> **TO DO**
Starting with the line that contains "Can you find the pine", copy every line through the end of the data below, exactly and with nothing added.
DATASET EXCERPTS: Begin
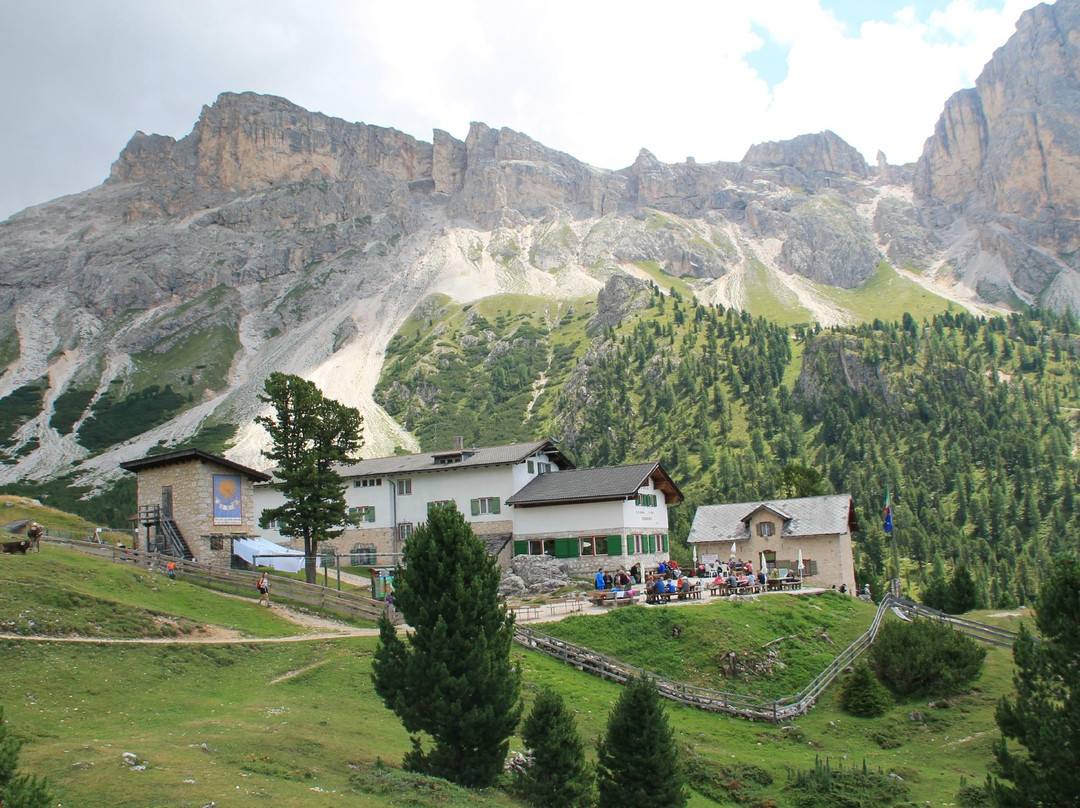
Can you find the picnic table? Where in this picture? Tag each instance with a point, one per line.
(610, 597)
(784, 583)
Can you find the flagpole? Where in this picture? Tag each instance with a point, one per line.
(890, 527)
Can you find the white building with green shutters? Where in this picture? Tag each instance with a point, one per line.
(524, 498)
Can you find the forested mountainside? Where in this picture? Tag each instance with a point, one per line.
(969, 421)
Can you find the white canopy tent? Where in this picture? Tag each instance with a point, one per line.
(262, 552)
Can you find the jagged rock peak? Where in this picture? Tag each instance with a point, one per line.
(245, 142)
(825, 151)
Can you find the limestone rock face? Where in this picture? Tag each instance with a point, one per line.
(279, 239)
(1004, 157)
(812, 155)
(538, 574)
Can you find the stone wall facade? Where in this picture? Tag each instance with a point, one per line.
(191, 484)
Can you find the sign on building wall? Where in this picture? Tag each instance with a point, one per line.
(227, 501)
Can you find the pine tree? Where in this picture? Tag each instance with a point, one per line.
(1044, 715)
(450, 677)
(637, 762)
(558, 773)
(863, 695)
(310, 435)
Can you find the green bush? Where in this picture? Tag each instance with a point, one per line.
(824, 786)
(923, 657)
(863, 695)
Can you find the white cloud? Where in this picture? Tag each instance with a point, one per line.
DATASET EXCERPTS: End
> **ANSWER SPACE**
Can you find the pine tree? Where in this picture? Tag each instance with a point, one per line.
(1044, 715)
(450, 677)
(637, 762)
(558, 773)
(863, 695)
(310, 435)
Can you find the green bush? Where in this picture? Tag each instance with a point, one per line.
(824, 786)
(923, 657)
(863, 695)
Can you find the white cloud? Where in this picture? Tag each instance with a point, one per line.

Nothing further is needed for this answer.